- [Task instructions] Please rewrite the material as a numbered list, starting with the line that contains "Mark the double oven door with a point." and going on through the last line of the material, with blank lines omitted.

- [The records]
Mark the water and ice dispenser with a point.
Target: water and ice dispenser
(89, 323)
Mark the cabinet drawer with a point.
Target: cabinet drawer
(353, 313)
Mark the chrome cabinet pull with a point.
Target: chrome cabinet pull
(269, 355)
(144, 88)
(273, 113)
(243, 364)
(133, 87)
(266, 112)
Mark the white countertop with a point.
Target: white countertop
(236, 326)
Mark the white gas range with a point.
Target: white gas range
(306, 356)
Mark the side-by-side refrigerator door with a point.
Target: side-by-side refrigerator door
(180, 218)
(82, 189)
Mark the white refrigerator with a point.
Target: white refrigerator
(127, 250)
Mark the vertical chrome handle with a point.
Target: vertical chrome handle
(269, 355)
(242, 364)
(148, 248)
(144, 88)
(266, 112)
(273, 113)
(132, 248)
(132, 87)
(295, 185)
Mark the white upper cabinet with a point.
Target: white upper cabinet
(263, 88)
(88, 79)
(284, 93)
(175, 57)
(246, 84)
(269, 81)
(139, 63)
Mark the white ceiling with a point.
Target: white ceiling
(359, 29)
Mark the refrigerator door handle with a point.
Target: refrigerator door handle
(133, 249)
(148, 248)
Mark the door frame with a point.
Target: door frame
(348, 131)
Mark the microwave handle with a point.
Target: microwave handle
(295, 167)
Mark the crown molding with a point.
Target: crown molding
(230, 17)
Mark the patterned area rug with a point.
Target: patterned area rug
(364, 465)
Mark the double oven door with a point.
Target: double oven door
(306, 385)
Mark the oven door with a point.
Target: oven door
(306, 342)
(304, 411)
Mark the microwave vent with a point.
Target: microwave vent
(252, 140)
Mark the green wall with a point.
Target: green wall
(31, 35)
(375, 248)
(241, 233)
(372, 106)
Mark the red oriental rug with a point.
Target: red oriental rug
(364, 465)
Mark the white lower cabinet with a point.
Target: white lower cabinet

- [Exercise response]
1. Mark the double oven door with a point.
2. Target: double oven door
3. (306, 385)
4. Mark the oven door with a point.
5. Target: oven door
6. (306, 342)
7. (304, 411)
8. Mark the microwave vent with a point.
9. Target: microwave vent
10. (252, 140)
11. Mark the green wall with a point.
12. Target: green wall
13. (31, 35)
14. (375, 248)
15. (241, 233)
16. (372, 106)
17. Mark the red oriental rug with a point.
18. Target: red oriental rug
19. (364, 465)
20. Mark the white lower cabinet with a point.
21. Target: white lower cabinet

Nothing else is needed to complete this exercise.